__Required task__: Rewrite the lines between the line holding "the white cloud" and the line holding "point(289, 61)", inclusive, replacing "white cloud" with "cumulus cloud" and keeping everything else unchanged.

(Location labeling records)

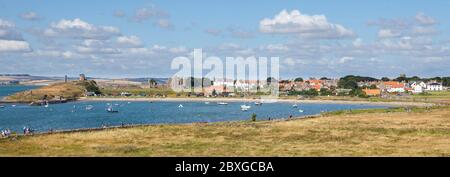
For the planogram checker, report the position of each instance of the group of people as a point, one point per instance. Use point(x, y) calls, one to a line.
point(6, 133)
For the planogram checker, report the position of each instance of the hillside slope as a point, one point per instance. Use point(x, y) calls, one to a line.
point(59, 91)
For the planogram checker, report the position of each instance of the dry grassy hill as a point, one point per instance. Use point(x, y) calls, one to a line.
point(68, 91)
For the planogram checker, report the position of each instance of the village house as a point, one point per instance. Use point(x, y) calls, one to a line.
point(393, 87)
point(434, 87)
point(372, 92)
point(417, 87)
point(211, 90)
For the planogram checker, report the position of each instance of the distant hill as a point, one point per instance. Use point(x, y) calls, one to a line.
point(59, 91)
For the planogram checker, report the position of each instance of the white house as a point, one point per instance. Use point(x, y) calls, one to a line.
point(418, 87)
point(434, 87)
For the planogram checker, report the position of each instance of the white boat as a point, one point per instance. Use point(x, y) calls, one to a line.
point(89, 107)
point(245, 107)
point(111, 110)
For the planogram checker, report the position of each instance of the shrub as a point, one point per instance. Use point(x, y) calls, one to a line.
point(253, 117)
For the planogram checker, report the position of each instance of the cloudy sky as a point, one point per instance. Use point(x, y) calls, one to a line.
point(140, 38)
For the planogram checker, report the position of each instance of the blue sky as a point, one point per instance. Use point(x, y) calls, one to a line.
point(140, 38)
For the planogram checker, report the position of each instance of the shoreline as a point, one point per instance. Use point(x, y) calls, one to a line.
point(395, 104)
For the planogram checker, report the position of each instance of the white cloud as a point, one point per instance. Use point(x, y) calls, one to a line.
point(29, 16)
point(164, 23)
point(424, 19)
point(213, 31)
point(229, 46)
point(146, 13)
point(275, 47)
point(309, 26)
point(388, 33)
point(129, 40)
point(8, 31)
point(78, 28)
point(345, 59)
point(423, 30)
point(180, 49)
point(119, 14)
point(14, 46)
point(289, 61)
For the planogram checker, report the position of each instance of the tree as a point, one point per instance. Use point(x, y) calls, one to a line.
point(253, 117)
point(347, 84)
point(298, 79)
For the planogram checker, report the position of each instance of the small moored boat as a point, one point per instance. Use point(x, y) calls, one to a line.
point(245, 107)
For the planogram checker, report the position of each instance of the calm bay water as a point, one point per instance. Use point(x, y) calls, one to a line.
point(75, 114)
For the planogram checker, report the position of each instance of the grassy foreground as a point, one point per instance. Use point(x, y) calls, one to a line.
point(382, 132)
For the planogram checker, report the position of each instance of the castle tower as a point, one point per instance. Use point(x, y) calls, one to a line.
point(82, 77)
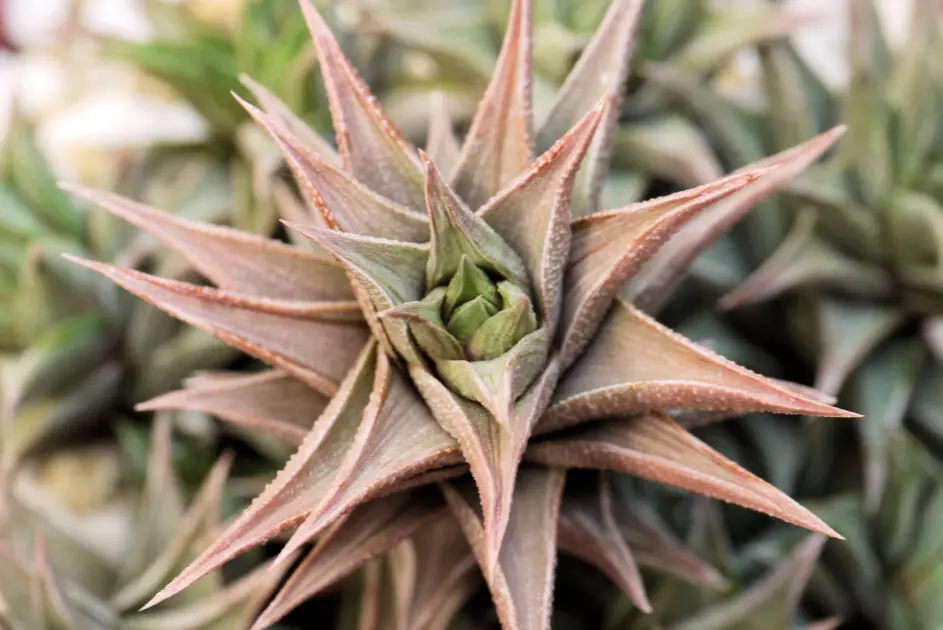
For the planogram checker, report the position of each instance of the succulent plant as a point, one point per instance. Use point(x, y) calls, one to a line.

__Complete answer__:
For the planogram checker, report the position of each instance of the cumulus cloud as a point, one point per instance. Use point(x, y) calls, one to a line.
point(29, 16)
point(164, 23)
point(424, 19)
point(213, 31)
point(229, 46)
point(146, 13)
point(275, 47)
point(309, 26)
point(388, 33)
point(129, 40)
point(8, 31)
point(78, 28)
point(345, 59)
point(423, 30)
point(180, 49)
point(119, 14)
point(14, 46)
point(289, 61)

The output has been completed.